▼
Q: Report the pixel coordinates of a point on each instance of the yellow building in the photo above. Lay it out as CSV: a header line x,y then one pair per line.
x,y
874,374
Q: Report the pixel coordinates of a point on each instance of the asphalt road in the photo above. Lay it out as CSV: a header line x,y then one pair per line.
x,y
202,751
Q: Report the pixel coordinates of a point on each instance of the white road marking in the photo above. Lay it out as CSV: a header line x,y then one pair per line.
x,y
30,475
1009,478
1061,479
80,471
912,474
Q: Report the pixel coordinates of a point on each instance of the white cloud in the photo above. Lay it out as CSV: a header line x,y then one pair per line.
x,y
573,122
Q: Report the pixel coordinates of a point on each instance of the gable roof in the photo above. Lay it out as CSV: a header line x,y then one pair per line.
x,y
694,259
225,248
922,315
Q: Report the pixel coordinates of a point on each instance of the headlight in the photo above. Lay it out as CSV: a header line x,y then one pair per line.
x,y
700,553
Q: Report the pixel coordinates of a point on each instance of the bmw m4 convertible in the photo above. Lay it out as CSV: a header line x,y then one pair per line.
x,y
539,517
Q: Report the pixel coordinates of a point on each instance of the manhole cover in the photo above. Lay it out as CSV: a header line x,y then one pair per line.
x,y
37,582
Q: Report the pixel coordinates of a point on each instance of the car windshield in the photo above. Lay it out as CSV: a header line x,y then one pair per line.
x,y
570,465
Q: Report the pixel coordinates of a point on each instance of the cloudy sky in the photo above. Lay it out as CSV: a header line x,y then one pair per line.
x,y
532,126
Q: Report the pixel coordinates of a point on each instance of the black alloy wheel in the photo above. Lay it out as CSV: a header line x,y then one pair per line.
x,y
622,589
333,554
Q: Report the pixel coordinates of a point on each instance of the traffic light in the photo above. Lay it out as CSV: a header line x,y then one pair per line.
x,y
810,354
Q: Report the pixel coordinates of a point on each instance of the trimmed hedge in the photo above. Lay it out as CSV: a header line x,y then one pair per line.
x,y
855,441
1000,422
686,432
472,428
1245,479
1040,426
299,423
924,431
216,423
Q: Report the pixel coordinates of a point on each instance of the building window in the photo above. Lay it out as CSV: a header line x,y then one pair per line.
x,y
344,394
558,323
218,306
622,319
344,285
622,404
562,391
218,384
▲
**Exercise prompt:** Find the line containing "of the gable". Reproduce it exactly, along with every line after it through the last.

**Problem solution:**
Q: Report the pixel coordinates of a point on each instance of the gable roof in the photo above. Lay it out as CSV: a header line x,y then one pair per line.
x,y
694,259
225,248
922,315
Q: Report the pixel coordinates of a point on each instance of the headlight in the photo above. Lay it out as CSV: a header line x,y then one pair per line.
x,y
700,553
Q: Report the pixel coordinates of a point on each instance of the bmw m4 convertible in the photo above. Lay it out as CSV: a header line x,y then one pair per line.
x,y
539,517
Q: Report the pixel coordinates of a point on each instance of the manhole cover in the photo above. Lay it out as CSV: a header line x,y then one pair per line.
x,y
37,582
Q: Report the pixel coordinates of a point on each instance of the car windshield in the photo above. Lay it out as CSV: a header line x,y then one pair per line.
x,y
570,465
Q: Report the pixel coordinates of a point on each instance of the cloudy sky in the photo above. Lay it out as CSV: a header line x,y then one pair per line.
x,y
532,126
Q: Report the pixel coordinates of a point on each instance of the black alloy wheel in the photo above. Lay it out as CSV: a header line x,y then one pair per line.
x,y
622,589
333,554
Q: Report the pixel coordinates of a point on each instance of the traffic light in the photo above. Lay it out as CSV: a header line x,y then one pair per line.
x,y
810,354
Q: Report the pixel coordinates of a point on each instance of the trimmed hedge in the photo above. Lay it out as CSV: a header line x,y then one pair per line.
x,y
855,441
1000,422
686,432
472,428
1245,479
1040,426
299,423
924,431
216,423
Q: Report the pixel coordinates of a point on each instance of the building window in the photo above. Lay it out as CSV: a header line x,y then one pair per line.
x,y
344,394
558,323
218,306
622,319
344,285
622,404
562,391
218,384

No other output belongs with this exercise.